Match offsets are UTF-16 code unit indices, compatible with String.prototype.slice().

Error handling

  • Constructor throws if a pattern is empty, longer than 64 characters, or has distance >= pattern length.
  • replaceAll throws if replacements.length does not equal patternCount.

How it works

  1. Myers' bit-parallel algorithm scans the text in O(n) per pattern for patterns up to 64 characters. No DFA construction, no state explosion at higher distances.

  2. Start position recovery via small-window Levenshtein: for each match end position from Myers, a window of [m-k, m+k] characters is evaluated to find the exact start and distance.

  3. Diacritics normalization: NFD decomposition + combining mark stripping (Unicode General Category M via unicode-normalization crate). Covers all scripts.

  4. UTF-16 offset translation: character-level matching with incremental char→UTF-16 mapping for JS string compatibility.

Limitations

  • Pattern length capped at 64 characters. Myers uses a single u64 bit-vector per pattern. Longer patterns would need multi-word vectors (not yet implemented).
  • No streaming API. The full haystack must be in memory. For chunked processing, use @stll/aho-corasick's StreamMatcher for exact prefiltering and fuzzy-search on flagged regions.
  • WASM requires SharedArrayBuffer. Browser builds need Cross-Origin-Opener-Policy: same-origin and Cross-Origin-Embedder-Policy: require-corp headers.

Development

bun install
bun run build           # native module (requires Rust)
bun test                # 36 unit tests
bun run test:props      # 36 property tests × 1000 runs

bun run bench:install   # benchmark dependencies
bun run bench:download  # download corpora
bun run bench:speed     # speed comparison
bun run bench:correctness  # oracle verification

bun run lint            # oxlint
bun run format          # oxfmt + rustfmt

License

MIT

> _INFORMATION SHOWN_:
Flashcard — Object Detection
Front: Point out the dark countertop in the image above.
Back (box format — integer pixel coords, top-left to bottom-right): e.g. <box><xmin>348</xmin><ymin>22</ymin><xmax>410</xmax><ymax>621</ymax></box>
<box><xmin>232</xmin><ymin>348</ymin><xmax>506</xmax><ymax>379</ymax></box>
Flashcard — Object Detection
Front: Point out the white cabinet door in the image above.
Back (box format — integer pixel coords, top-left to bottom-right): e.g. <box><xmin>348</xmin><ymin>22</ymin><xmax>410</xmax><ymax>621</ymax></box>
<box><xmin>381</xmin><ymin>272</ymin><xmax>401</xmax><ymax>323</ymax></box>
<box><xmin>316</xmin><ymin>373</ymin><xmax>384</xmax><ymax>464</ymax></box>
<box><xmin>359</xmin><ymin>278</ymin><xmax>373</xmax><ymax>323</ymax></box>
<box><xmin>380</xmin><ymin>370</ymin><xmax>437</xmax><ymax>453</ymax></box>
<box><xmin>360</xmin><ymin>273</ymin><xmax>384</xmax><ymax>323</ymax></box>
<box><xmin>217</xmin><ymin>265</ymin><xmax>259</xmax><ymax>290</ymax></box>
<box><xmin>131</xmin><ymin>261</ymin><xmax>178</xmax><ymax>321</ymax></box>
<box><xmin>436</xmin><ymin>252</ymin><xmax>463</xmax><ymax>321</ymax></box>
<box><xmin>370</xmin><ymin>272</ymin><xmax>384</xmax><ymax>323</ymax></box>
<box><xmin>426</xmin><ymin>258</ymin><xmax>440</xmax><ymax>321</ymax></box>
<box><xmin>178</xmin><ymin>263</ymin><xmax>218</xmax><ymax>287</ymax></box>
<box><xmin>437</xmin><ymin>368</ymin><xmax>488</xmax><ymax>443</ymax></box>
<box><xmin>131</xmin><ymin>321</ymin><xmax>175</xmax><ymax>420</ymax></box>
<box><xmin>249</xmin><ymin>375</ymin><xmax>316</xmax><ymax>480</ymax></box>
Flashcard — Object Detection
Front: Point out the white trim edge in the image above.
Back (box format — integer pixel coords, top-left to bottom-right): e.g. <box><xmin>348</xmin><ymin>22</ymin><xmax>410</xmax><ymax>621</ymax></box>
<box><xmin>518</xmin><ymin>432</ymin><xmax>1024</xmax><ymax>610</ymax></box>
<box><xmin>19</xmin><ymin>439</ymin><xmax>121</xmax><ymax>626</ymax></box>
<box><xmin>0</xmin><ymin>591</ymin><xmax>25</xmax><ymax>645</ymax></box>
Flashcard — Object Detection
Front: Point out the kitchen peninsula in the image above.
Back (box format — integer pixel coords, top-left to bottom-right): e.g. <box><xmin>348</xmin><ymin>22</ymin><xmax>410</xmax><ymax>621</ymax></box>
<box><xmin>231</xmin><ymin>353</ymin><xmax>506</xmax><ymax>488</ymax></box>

> _YOUR TASK_: Can you copy the fuzzy-matching notes word for word, from "3. Diacritics normalization: NFD" up to and including "on flagged regions."?

> _THE REPLY_:
3. Diacritics normalization: NFD decomposition + combining mark stripping (Unicode General Category M via unicode-normalization crate). Covers all scripts.

  4. UTF-16 offset translation: character-level matching with incremental char→UTF-16 mapping for JS string compatibility.

Limitations

  • Pattern length capped at 64 characters. Myers uses a single u64 bit-vector per pattern. Longer patterns would need multi-word vectors (not yet implemented).
  • No streaming API. The full haystack must be in memory. For chunked processing, use @stll/aho-corasick's StreamMatcher for exact prefiltering and fuzzy-search on flagged regions.